TRECHO CITADO>
┄┄┄┄┄┄┄┄┄┄┄┄┄┄┄┄┄┄┄┄

USP: vagas abertas à terceira idade

USP: vagas abertas à terceira idade

Meus filhos se mataram tentando entrar na USP. Não passaram da primeira fase da Fuvest. Eu, sem vestibular, posso me matricular em qualquer faculdade que ofereça vagas para a terceira idade. E quase todas oferecem.

Por Manuel de Barro

 

Inscrição – parte 2.

A USP, universidade pública ligada ao Estado de São Paulo, ao longo de sua história foi tomada pela elite branca e rica. Contribuiu para isso o processo de admissão que exigia um conhecimento prévio absurdo e na sua maior parte inútil.

– Para se inscrever nos cursos da USP, na UnATI, Universidade Aberta à Terceira Idade, o candidato só precisa ter mais de 60 anos e apresentar o RG original.

– Não sei porque diabos não aceitam a CNH. O RG é mil vezes mais fácil de ser fraldado. Vocês, na adolescência, a partir dos 15 anos, portavam RG falsos para entrar nas baladas que só admitiam maiores de idade, não é verdade?

– RG, CNH, que diferença faz para o senhor? O senhor não anda com documento. Se morrer na rua será enterrado como indigente, já falamos sobre isso.

– RG, tudo bem. Não vão exigir mais nada?

┄┄┄┄┄┄┄┄┄┄┄┄┄┄┄┄┄┄┄┄

MATERIAL FORNECIDO>

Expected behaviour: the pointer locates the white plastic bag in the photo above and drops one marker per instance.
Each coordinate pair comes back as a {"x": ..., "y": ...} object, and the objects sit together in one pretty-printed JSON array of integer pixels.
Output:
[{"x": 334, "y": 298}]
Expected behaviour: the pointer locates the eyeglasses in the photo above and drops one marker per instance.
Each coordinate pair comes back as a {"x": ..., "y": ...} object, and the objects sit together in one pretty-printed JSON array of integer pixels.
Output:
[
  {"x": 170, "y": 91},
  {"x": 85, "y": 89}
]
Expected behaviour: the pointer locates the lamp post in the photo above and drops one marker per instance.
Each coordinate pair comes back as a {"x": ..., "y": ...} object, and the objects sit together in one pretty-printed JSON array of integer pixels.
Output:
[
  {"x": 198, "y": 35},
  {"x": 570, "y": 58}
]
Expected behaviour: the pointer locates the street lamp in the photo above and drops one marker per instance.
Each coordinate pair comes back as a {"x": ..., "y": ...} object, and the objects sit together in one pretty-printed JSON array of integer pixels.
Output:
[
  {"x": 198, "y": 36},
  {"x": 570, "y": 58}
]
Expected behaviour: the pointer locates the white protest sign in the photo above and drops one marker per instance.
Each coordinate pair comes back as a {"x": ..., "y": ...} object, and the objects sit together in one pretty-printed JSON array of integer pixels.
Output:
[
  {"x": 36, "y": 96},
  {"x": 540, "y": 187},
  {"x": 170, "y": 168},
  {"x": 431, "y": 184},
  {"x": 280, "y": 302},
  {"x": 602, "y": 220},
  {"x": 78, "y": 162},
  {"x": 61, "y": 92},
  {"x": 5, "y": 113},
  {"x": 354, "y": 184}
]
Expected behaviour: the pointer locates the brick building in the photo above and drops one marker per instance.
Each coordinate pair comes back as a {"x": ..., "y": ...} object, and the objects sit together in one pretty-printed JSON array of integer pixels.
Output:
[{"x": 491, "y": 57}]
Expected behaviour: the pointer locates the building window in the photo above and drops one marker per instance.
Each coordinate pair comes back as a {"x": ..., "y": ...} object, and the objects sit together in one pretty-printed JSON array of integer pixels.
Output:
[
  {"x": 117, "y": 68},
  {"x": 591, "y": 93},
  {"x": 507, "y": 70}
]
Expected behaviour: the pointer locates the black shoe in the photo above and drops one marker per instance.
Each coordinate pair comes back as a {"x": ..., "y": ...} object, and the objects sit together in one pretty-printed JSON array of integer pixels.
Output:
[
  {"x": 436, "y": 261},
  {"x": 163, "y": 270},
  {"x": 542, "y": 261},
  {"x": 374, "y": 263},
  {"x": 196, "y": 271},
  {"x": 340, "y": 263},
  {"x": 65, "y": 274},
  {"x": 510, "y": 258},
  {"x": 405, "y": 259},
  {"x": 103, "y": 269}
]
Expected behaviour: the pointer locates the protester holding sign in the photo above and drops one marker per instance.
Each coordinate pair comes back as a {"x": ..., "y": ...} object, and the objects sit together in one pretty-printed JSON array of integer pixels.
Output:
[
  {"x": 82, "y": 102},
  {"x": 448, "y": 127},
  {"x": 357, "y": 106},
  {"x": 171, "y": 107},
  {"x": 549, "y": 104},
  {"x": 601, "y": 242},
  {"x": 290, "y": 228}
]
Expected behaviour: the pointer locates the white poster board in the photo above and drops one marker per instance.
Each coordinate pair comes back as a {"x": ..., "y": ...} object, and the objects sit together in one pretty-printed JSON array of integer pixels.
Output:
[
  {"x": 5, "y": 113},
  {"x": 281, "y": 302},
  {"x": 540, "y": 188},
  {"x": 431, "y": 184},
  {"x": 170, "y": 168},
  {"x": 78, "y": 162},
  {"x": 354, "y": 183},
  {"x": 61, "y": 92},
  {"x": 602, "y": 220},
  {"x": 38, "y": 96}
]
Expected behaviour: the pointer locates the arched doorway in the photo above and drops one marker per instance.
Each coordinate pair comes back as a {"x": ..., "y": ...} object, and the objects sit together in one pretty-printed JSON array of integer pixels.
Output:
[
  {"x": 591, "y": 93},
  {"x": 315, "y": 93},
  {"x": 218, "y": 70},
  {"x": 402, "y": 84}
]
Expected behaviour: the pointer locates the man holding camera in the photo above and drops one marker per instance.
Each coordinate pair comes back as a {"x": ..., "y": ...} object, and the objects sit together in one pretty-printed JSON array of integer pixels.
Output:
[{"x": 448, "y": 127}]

┄┄┄┄┄┄┄┄┄┄┄┄┄┄┄┄┄┄┄┄

O QUE SE PEDE> Liste todas as siglas diferentes que aparecem no texto sobre as vagas da USP para a terceira idade.

RESPOSTA> USP, Fuvest, UnATI, RG, CNH